*What the task asks:*
Find the line containing "Target: bread hole" in the entries below. Restate it and each line after it, word for word, up to and including the line containing "Target: red car in distance".

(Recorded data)

-- Opening Marker --

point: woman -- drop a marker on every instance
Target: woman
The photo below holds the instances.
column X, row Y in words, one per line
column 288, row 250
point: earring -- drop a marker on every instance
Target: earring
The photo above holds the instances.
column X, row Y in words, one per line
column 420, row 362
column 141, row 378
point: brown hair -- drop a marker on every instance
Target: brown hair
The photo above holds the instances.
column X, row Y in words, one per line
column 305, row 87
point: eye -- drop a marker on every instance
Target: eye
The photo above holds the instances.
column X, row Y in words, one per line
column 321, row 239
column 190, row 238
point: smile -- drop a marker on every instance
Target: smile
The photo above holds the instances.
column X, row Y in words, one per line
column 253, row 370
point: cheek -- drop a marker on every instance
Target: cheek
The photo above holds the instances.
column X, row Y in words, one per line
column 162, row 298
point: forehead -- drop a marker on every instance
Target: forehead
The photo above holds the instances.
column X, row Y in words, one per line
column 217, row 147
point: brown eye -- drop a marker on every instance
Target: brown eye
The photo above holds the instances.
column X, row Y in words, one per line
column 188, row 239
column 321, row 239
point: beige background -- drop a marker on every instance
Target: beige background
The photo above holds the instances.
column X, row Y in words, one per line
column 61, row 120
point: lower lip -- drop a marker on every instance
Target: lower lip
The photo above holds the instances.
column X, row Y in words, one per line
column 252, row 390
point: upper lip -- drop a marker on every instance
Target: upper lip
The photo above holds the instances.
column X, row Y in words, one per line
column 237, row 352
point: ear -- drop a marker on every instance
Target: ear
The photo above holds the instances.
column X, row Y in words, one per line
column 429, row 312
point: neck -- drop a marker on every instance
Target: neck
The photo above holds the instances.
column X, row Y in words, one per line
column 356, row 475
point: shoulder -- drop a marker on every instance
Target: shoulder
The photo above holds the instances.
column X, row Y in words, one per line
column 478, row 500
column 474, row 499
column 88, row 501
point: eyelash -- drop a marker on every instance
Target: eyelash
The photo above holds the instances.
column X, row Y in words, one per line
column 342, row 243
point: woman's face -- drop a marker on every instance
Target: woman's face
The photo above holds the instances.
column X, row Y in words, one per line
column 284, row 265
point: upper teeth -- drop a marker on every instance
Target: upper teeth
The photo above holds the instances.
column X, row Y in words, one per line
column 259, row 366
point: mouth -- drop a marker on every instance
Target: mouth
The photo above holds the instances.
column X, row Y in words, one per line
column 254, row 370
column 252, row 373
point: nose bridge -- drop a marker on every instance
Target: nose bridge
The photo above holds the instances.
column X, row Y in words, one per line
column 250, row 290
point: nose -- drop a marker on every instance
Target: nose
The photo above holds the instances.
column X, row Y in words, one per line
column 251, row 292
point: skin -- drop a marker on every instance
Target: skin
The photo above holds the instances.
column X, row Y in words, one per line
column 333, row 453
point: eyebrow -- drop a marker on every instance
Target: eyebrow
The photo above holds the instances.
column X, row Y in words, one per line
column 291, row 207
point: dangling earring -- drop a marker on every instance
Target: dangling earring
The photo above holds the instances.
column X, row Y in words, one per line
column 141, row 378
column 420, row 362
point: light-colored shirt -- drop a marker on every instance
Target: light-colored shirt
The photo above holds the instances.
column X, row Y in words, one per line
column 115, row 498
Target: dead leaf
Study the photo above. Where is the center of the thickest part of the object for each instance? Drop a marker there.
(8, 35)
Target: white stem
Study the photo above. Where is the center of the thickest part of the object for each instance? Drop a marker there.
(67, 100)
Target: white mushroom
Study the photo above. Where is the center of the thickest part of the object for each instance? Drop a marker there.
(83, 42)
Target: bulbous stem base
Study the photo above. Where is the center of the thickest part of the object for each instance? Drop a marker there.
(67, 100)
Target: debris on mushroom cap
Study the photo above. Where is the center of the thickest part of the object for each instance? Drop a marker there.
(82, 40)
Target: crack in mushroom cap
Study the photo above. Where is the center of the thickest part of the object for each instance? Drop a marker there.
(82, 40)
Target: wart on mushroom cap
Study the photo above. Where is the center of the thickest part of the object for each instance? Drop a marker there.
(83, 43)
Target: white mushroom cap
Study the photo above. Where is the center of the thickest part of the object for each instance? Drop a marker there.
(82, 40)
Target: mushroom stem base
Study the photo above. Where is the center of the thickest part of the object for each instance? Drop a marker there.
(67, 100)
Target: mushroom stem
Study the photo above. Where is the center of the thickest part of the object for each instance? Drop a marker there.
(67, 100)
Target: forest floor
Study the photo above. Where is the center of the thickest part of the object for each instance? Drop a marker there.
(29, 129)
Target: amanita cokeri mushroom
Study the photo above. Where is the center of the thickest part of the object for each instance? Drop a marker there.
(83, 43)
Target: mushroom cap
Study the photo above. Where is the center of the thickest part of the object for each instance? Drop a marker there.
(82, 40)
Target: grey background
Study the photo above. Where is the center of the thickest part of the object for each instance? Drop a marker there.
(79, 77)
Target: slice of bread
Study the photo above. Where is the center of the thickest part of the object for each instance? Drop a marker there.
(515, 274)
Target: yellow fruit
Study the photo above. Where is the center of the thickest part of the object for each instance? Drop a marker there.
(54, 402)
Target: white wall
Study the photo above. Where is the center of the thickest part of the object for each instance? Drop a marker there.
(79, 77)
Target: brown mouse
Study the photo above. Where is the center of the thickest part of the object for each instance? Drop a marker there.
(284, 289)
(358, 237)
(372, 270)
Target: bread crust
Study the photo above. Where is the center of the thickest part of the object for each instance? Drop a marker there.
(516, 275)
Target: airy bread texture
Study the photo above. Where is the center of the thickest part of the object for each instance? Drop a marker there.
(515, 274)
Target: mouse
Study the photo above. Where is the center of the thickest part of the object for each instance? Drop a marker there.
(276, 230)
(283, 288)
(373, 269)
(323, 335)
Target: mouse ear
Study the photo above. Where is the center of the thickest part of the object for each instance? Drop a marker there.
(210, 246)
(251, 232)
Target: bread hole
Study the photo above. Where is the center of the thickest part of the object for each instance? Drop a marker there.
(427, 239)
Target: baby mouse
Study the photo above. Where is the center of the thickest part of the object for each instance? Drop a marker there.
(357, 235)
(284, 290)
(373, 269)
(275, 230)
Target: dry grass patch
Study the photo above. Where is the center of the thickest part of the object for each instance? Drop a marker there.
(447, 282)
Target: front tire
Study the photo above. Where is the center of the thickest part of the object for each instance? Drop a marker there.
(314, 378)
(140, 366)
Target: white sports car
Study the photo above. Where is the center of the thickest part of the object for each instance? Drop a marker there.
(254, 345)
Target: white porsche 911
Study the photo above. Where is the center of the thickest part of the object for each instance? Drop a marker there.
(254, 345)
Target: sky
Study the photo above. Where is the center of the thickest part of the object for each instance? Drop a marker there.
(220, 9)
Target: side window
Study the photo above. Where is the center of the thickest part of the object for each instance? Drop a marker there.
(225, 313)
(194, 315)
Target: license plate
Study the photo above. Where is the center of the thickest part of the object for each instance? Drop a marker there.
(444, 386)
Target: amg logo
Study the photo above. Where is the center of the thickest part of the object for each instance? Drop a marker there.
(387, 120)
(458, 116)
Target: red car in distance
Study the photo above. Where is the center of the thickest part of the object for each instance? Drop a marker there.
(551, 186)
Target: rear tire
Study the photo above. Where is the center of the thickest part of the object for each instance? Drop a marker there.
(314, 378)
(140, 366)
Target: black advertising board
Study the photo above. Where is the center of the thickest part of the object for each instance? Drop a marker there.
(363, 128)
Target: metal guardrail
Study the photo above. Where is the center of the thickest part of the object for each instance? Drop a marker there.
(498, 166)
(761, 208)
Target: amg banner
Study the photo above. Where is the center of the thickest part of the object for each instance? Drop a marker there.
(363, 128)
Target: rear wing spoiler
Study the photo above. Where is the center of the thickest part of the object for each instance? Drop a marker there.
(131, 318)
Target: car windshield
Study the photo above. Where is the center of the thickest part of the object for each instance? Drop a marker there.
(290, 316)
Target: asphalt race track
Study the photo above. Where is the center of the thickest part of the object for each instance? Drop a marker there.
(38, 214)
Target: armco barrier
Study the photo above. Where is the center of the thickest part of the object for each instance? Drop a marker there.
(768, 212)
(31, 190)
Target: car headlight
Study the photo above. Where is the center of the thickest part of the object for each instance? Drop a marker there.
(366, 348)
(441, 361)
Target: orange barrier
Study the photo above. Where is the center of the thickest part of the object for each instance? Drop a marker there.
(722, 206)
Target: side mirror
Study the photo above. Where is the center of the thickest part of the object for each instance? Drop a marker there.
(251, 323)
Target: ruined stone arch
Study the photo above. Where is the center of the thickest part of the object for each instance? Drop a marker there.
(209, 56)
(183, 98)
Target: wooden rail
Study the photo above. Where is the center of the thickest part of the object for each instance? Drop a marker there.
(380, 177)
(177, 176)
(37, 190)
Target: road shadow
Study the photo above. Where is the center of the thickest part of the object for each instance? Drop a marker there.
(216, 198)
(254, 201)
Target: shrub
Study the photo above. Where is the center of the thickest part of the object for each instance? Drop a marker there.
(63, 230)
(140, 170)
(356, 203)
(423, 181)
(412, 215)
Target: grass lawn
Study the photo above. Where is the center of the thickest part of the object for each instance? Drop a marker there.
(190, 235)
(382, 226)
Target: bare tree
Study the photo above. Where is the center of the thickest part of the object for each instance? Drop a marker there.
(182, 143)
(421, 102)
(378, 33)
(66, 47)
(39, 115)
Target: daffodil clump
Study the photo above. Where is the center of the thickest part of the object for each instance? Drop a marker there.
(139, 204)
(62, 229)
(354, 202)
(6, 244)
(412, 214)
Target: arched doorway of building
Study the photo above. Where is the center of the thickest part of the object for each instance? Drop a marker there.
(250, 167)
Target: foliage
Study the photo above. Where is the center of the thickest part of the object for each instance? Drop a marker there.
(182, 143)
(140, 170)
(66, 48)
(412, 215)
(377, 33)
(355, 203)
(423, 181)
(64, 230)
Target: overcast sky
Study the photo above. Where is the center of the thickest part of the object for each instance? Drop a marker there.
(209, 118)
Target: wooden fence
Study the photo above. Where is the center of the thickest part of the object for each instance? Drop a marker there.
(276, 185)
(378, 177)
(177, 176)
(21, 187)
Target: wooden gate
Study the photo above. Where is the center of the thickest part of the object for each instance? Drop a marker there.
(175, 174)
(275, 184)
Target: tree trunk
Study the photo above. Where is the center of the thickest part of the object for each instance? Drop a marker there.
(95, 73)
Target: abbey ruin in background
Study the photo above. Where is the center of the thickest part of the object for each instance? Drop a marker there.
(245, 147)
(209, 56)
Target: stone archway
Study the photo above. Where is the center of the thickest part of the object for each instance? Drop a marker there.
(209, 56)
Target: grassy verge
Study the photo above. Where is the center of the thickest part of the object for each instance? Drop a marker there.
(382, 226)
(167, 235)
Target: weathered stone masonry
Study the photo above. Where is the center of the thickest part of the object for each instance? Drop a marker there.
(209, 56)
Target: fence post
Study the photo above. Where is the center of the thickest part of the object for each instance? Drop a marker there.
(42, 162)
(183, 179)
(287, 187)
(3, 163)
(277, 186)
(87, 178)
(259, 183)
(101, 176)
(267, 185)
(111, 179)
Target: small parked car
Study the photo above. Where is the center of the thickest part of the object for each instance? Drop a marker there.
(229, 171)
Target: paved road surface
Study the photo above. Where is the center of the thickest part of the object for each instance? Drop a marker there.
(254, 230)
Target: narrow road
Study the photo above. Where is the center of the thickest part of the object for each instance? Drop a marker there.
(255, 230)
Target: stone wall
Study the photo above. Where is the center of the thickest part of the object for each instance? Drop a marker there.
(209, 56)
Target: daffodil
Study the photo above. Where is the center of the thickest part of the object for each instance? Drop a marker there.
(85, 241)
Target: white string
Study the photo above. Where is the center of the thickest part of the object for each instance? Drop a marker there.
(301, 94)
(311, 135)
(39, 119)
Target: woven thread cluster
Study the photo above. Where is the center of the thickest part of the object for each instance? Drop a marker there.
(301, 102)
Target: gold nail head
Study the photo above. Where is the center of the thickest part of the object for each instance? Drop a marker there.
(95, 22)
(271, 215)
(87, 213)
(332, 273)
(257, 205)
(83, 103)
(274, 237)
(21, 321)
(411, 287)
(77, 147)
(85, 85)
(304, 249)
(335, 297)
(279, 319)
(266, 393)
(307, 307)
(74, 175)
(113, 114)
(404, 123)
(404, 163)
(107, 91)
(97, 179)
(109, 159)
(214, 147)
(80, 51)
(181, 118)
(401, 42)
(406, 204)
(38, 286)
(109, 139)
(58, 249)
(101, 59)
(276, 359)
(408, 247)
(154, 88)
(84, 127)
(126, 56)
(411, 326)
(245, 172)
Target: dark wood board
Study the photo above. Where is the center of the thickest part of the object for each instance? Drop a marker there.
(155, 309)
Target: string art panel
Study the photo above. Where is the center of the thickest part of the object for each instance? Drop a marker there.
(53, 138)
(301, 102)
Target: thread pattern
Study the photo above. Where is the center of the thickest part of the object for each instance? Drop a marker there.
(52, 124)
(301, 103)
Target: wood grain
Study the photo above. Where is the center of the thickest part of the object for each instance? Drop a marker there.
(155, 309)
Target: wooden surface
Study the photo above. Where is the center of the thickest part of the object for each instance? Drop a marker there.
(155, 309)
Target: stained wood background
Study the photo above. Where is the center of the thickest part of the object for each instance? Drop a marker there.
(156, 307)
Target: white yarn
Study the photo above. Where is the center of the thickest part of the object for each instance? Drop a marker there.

-- Closing Marker --

*Answer box:*
Target: bread hole
Study the photo above. Where is the center of the thickest part of the object for each instance? Drop a marker there.
(427, 239)
Target: baby mouse
Study the photo above. Where is the center of the thickest part of the object for each instance? Drop a marker there.
(357, 235)
(284, 290)
(373, 269)
(275, 230)
Target: dry grass patch
Study the photo above. Where is the center of the thickest part of the object for each instance? Drop a marker there.
(447, 282)
Target: front tire
Study the photo above. Where is the center of the thickest part of the object for each instance? Drop a marker there.
(314, 378)
(140, 366)
Target: white sports car
Study the photo above. Where is the center of the thickest part of the object for each instance? Drop a marker there.
(254, 345)
Target: white porsche 911
Study the photo above. Where is the center of the thickest part of the object for each instance? Drop a marker there.
(254, 345)
Target: sky
Study the photo above. Where is the center of the thickest part of the object for each instance? Drop a marker there.
(220, 9)
Target: side window
Study the photo above. Where is the center of the thickest part of the object for each instance? Drop a marker there.
(225, 313)
(194, 315)
Target: license plate
Study the photo above. Where is the center of the thickest part of the object for each instance? Drop a marker there.
(444, 386)
Target: amg logo
Study the photo above. Where is the center of the thickest part of the object for each instance? Drop a marker there.
(387, 120)
(458, 116)
Target: red car in distance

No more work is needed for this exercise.